Pointing entries for named objects »
----------------------------------------
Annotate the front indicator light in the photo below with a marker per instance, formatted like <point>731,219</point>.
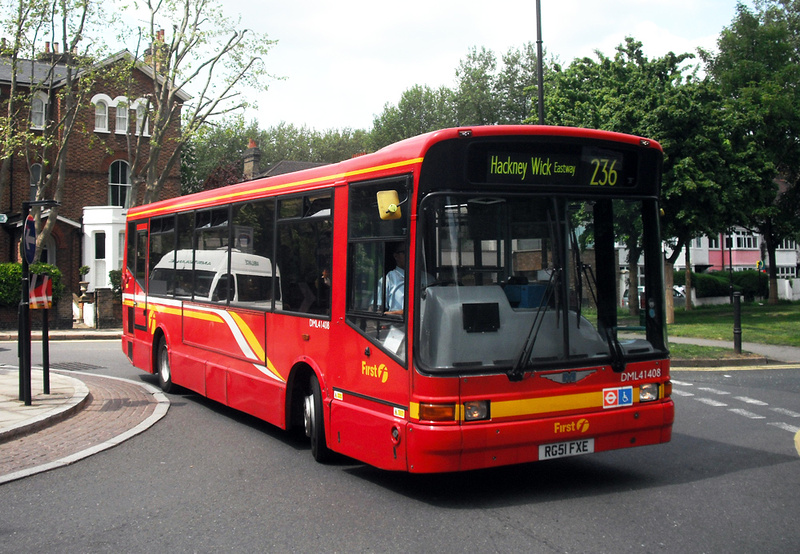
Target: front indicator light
<point>476,410</point>
<point>437,412</point>
<point>648,392</point>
----------------------------------------
Instructions for the task »
Rewrite every line of the data above, requests included. Multiply each point coordinate in the answers by 1.05 and round to whole numbers, with halves rounding up. Leave the coordinates in the requests and their format samples unchanged, and omit the pictures.

Output for this exercise »
Annotate the front indicator light in the photo below with a marker per instance, formatted like <point>731,219</point>.
Target: front indicator light
<point>500,431</point>
<point>459,433</point>
<point>680,412</point>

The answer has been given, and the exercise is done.